**QUESTIONS TO ANSWER:**
- 1) Transcribe the passage of the text about body disposal from "I've considered letting" up to and including "they allow that.".
- 2) Answer these questions from the text about body disposal.
(a) What material does the opening post consider being sealed in?
(b) Into what does the edit say the writer wants to be thrown?
(c) According to the last post, between which two uses of a donated body can the donor choose?

**TEXT:**
I've considered letting myself be sealed in concrete, if only because I want to know what happens with the corpse when sealed from any outer influences like that, and knowing the bureaucracy in my country, I am certain the officials will have to evaluate that before they allow that.
 
What do they eventually do with a body that's donated to science/medical research? Do you have to dictate those terms in the will?

If they cremate me after they're done with their ghastly explorations, fine --I just don't want my relatives/spouse recieving a bag of parts, or getting told "Oh, we just threw him in the garbage."

I really don't like the idea of festering in a box 'til whenever. Incinerate me or drop my fat dead ass off the continental shelf; give the bottom feeders a treat.

EDIT -oh oh oh.....I wanna be thrown in a VOLCANO!!! :bigass:
 
Dunno how it is in the US, but over here the donor can determine if the body will be used for long-term scientific studies or for dissection by students.

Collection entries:
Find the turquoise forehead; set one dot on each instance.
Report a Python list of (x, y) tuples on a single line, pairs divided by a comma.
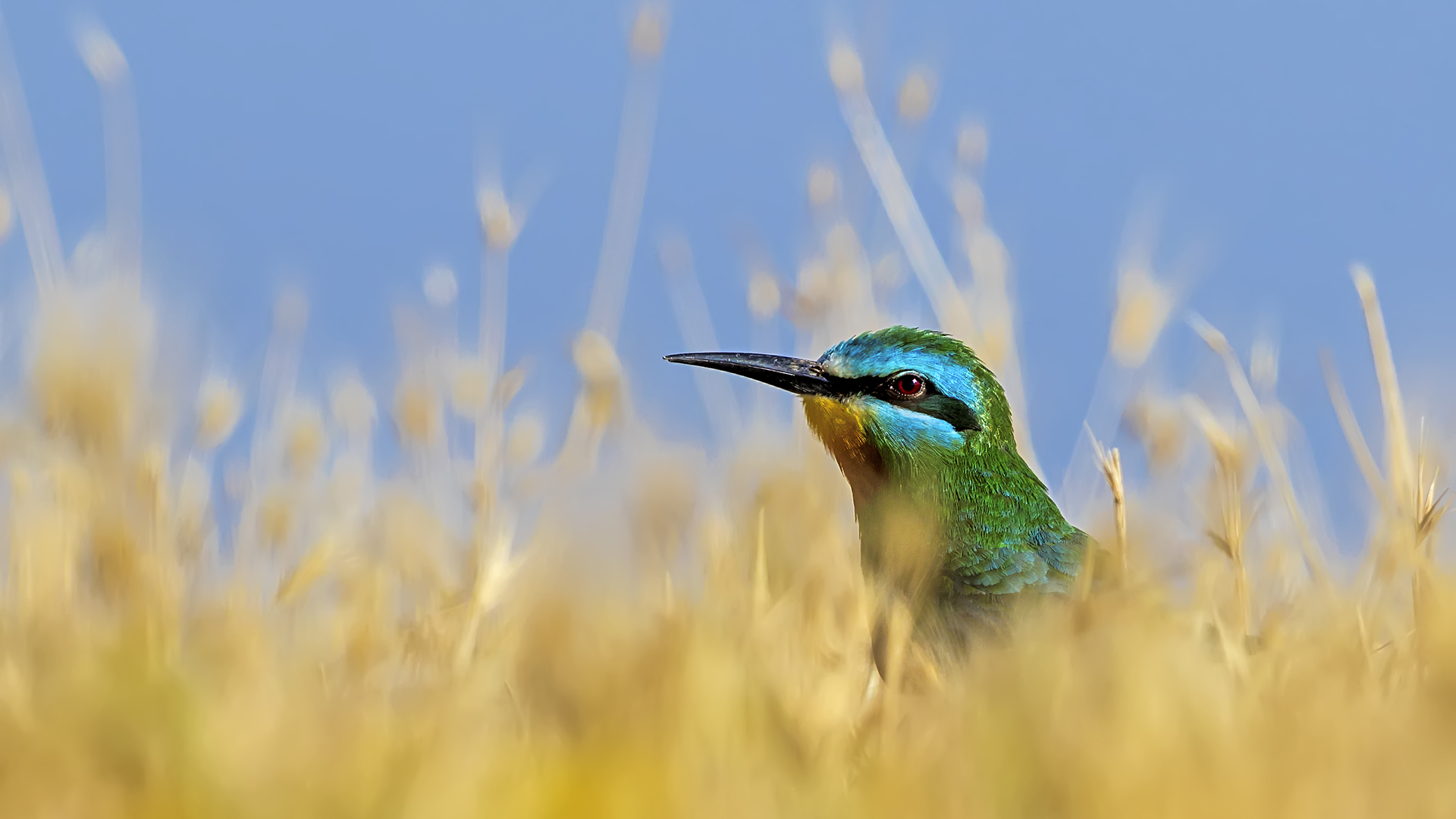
[(948, 363)]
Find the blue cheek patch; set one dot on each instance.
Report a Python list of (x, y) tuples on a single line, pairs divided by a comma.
[(906, 430), (948, 378)]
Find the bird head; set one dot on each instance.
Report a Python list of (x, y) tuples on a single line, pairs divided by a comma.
[(894, 403)]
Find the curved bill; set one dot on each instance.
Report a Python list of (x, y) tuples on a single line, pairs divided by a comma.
[(799, 376)]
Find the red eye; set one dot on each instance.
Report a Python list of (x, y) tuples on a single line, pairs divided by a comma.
[(909, 385)]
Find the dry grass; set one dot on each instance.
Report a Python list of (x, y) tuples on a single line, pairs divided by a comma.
[(452, 642)]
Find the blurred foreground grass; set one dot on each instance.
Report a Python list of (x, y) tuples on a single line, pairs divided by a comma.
[(449, 640)]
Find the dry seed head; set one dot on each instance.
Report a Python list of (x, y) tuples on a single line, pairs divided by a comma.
[(417, 411), (306, 441), (275, 518), (525, 441), (971, 145), (237, 480), (821, 184), (1144, 306), (596, 360), (916, 95), (764, 295), (353, 407), (92, 359), (218, 407), (497, 221), (647, 34), (102, 55), (469, 388), (509, 387), (440, 286), (845, 67)]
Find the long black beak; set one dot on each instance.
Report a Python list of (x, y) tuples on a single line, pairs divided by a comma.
[(795, 375)]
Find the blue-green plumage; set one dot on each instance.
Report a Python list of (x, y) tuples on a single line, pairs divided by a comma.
[(948, 510)]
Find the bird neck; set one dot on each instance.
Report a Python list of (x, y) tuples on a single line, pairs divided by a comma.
[(924, 509)]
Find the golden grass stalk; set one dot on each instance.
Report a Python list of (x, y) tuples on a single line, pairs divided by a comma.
[(946, 300), (1270, 450)]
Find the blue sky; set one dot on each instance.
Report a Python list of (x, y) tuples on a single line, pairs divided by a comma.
[(335, 146)]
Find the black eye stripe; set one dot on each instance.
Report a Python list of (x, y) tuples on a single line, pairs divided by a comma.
[(930, 403)]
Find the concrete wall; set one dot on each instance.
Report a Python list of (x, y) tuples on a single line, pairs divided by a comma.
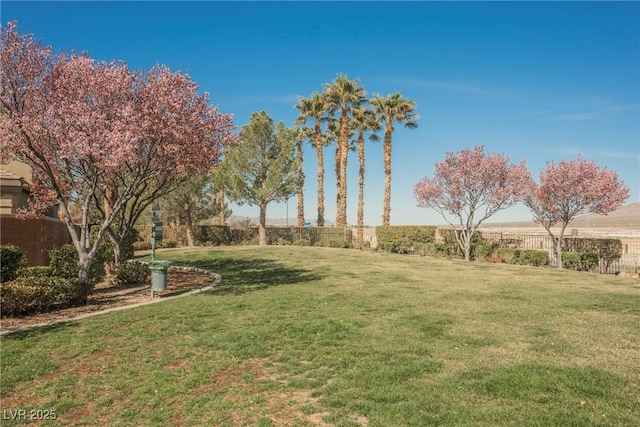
[(34, 236)]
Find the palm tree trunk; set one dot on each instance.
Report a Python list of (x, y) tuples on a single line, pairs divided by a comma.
[(262, 227), (338, 177), (386, 209), (341, 220), (320, 155), (360, 231), (300, 187)]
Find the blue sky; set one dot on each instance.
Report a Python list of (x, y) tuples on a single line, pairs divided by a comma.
[(535, 80)]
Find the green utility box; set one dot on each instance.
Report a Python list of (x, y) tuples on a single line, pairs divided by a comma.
[(159, 275)]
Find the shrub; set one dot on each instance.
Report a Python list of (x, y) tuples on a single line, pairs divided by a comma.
[(17, 298), (420, 249), (571, 260), (36, 271), (252, 241), (589, 261), (129, 273), (403, 239), (482, 251), (168, 244), (302, 242), (608, 250), (11, 259), (339, 243), (64, 261), (32, 294), (533, 257), (453, 247), (141, 246), (507, 255)]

**TASK-BY-TASK RESULTS:**
- 1)
I've considered letting myself be sealed in concrete, if only because I want to know what happens with the corpse when sealed from any outer influences like that, and knowing the bureaucracy in my country, I am certain the officials will have to evaluate that before they allow that.

- 2)
(a) Concrete.
(b) A volcano.
(c) Long-term scientific studies or dissection by students.